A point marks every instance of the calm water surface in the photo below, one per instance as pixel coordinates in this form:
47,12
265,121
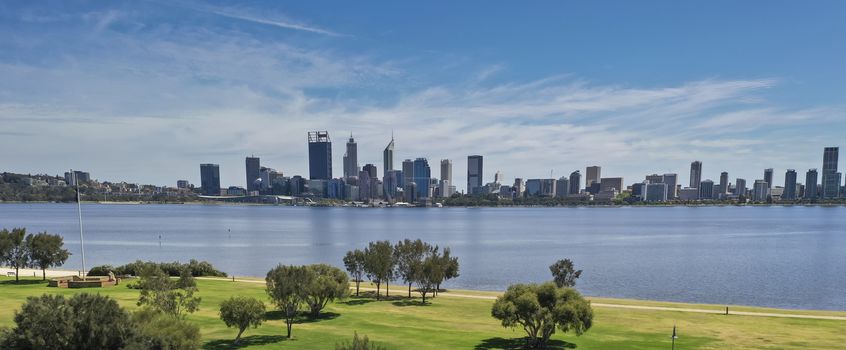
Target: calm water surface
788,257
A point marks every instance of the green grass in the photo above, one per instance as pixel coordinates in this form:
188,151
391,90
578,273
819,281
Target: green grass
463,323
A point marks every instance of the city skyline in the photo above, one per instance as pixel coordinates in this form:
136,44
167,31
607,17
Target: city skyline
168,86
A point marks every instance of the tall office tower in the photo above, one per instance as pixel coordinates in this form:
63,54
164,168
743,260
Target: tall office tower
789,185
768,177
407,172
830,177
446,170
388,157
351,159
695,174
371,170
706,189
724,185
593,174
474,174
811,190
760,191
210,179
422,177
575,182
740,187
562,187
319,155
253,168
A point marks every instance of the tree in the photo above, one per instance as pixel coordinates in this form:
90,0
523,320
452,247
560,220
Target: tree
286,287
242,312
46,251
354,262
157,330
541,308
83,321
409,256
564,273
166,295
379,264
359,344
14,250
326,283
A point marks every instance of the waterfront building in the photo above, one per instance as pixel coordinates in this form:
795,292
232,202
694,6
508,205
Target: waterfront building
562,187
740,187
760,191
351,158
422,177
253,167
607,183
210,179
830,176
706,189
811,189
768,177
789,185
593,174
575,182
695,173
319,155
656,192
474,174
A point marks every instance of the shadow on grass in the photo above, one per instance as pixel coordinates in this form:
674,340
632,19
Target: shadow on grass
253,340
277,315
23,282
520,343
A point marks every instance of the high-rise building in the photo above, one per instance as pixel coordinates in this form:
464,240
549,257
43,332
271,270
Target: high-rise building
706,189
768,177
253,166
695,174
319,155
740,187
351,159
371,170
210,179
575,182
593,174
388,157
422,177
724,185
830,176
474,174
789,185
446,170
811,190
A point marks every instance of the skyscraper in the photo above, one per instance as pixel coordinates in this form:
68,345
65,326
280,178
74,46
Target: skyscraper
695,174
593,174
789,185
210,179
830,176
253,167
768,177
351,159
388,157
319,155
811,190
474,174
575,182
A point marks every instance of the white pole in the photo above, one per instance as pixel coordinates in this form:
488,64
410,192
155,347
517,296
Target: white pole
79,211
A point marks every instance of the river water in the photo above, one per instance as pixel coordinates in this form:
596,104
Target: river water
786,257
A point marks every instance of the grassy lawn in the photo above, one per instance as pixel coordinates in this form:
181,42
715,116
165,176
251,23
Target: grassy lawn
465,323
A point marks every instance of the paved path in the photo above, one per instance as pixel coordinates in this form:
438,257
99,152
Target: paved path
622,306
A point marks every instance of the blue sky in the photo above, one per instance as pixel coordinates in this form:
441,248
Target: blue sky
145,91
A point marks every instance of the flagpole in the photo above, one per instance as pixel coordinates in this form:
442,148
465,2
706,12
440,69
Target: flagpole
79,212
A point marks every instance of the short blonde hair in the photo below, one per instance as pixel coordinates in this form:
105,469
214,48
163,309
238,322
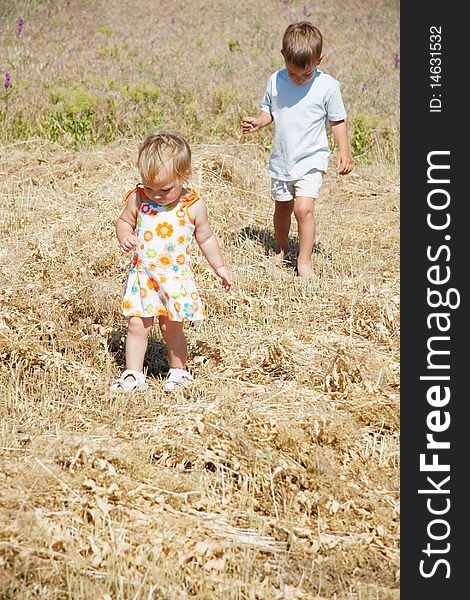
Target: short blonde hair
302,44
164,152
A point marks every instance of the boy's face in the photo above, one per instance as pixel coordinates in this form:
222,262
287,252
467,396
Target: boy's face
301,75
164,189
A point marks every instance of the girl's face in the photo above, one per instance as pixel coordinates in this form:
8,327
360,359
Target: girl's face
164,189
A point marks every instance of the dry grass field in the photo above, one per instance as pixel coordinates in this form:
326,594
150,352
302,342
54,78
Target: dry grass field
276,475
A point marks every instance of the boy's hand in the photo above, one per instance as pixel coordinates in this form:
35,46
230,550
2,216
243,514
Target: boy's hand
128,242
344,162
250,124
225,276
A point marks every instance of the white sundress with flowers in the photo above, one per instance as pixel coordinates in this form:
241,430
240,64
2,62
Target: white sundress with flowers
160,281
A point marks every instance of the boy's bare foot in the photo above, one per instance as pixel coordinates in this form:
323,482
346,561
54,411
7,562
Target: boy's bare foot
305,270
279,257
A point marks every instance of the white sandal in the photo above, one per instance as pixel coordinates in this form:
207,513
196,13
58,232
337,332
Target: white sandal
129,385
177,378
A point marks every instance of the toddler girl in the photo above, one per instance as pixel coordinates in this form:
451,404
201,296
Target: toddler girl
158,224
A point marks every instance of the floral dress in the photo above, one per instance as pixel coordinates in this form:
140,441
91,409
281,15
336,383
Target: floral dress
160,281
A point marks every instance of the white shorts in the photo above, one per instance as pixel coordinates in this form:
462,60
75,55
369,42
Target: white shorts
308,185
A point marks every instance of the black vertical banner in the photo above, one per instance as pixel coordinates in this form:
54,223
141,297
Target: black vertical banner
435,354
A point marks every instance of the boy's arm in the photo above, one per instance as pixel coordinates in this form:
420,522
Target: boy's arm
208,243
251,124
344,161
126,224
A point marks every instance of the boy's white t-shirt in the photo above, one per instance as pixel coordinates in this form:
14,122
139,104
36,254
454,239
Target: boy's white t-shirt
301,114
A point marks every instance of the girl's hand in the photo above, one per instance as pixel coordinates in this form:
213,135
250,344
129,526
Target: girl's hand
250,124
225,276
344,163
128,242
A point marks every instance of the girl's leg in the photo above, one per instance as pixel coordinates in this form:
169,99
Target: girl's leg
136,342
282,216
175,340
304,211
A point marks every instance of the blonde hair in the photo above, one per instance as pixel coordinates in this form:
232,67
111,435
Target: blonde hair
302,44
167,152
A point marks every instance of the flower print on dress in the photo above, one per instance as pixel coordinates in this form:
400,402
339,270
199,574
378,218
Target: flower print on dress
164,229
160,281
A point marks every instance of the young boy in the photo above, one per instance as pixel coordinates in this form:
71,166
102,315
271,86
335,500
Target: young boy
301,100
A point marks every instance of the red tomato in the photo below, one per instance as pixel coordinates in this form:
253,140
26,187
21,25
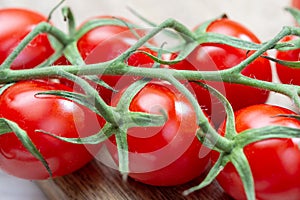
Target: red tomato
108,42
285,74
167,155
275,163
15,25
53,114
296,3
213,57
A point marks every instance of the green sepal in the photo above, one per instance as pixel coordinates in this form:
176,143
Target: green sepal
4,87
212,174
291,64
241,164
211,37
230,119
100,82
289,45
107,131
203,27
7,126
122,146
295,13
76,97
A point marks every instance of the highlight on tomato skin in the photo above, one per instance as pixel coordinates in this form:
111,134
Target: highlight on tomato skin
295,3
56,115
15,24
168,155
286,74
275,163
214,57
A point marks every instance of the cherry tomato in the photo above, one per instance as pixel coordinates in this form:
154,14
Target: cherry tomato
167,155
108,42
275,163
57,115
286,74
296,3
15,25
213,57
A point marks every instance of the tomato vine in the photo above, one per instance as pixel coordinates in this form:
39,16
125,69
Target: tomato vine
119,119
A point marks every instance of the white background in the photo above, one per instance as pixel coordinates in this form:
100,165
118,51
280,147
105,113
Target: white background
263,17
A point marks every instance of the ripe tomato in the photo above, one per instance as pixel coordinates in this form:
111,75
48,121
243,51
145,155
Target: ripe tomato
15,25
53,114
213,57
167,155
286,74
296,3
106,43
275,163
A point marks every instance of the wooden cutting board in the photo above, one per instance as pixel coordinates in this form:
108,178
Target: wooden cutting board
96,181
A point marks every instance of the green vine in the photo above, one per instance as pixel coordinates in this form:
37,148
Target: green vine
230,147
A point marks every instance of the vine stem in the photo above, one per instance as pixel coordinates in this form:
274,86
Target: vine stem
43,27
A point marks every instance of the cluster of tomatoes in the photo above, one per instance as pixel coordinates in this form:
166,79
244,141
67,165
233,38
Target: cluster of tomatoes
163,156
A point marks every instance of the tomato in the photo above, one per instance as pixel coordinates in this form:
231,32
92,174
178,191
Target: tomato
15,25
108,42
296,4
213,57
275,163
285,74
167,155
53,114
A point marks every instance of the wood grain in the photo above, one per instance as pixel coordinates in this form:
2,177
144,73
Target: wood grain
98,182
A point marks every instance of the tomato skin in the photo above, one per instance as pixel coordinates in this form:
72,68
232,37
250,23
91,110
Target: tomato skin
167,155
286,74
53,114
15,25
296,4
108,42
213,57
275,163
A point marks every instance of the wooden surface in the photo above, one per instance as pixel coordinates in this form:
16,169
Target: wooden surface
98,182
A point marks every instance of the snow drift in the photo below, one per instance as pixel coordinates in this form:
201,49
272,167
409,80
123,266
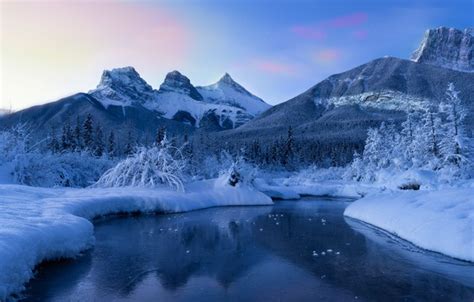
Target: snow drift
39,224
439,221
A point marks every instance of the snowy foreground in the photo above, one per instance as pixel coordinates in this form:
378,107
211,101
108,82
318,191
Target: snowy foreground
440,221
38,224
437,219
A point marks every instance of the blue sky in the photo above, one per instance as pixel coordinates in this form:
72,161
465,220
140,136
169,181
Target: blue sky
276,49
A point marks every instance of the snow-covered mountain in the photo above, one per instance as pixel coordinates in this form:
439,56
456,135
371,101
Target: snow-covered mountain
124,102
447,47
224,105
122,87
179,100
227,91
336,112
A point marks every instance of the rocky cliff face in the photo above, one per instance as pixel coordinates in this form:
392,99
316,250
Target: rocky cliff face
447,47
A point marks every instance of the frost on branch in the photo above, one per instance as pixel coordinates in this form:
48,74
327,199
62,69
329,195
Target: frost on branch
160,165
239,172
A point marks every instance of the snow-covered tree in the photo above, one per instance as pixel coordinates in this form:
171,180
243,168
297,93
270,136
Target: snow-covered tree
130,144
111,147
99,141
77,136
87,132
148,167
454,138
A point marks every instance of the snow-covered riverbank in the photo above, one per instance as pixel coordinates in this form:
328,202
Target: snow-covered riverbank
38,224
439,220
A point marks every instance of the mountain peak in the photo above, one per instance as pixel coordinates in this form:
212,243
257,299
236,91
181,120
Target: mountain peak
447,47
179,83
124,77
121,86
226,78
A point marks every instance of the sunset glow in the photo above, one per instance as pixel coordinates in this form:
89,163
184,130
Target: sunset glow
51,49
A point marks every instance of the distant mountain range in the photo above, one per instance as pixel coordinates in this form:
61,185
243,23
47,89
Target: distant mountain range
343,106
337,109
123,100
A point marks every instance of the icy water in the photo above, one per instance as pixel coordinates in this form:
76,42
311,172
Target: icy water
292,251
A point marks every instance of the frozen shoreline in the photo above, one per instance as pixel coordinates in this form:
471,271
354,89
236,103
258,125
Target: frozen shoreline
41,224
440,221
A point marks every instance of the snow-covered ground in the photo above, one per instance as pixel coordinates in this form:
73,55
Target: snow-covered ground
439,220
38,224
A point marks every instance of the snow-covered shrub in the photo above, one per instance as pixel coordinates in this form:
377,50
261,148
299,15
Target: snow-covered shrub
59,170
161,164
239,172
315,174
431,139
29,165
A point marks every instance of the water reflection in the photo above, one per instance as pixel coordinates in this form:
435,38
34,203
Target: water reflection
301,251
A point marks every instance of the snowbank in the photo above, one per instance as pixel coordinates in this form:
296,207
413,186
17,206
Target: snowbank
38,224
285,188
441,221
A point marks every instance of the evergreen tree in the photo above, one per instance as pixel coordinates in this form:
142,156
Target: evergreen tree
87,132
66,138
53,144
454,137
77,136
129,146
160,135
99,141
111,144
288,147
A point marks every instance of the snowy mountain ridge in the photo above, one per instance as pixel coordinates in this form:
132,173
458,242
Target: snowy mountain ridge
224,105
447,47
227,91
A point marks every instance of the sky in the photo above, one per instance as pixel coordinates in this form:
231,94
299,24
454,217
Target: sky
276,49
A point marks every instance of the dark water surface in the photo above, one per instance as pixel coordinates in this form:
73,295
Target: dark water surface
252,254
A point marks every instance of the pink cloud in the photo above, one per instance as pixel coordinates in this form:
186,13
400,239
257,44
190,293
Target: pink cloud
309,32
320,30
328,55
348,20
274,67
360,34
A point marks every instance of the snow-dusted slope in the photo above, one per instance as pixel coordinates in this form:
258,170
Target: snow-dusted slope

EXERCISE INSTRUCTIONS =
Set down, exactly and in full, the lines from the one containing "A point marks every instance of the water reflection" through the end of the entries; no other line belongs.

REPLY TO THE TASK =
A point marks every instance of the water reflection in the photo above, one per instance as pixel coordinates in this form:
435,38
34,203
Target: water reflection
301,251
A point marks every instance of the snowbank in the photo above, one per instance as pixel coordinates in this form:
296,207
413,186
17,206
Target: snowbank
38,224
285,188
441,221
A point marks every instance of the evergreen tree in the photo above, one per instance as pixel coordinates in this form:
142,156
Target: evergreen tree
87,132
66,138
53,144
454,137
77,136
129,146
160,135
99,141
111,144
288,147
A point marks every instance of the snowy mountain ridge in the photo above, one per instance as pixel coordinates in this form:
132,173
458,242
Target: snowy mountain ridge
224,105
447,47
227,91
A point marks every instance of the sky in the photo above, one per instance as pixel coordinates in this form:
231,94
299,24
454,217
Target: sky
276,49
A point marks every instance of the dark water surface in the photo above, one per instance as pixel coordinates in this form:
73,295
Target: dark water surface
252,254
A point marks every instance of the pink cloud in the photo above, one per instance as pixel coordinates in this form:
186,13
400,239
257,44
190,293
Target: pink cloud
309,32
320,30
328,55
348,20
274,67
360,34
A point marks every instance of the snow-dusted slope in the photo above, one per instance as pixel coordinates in this form:
258,170
Target: snow-dusted slope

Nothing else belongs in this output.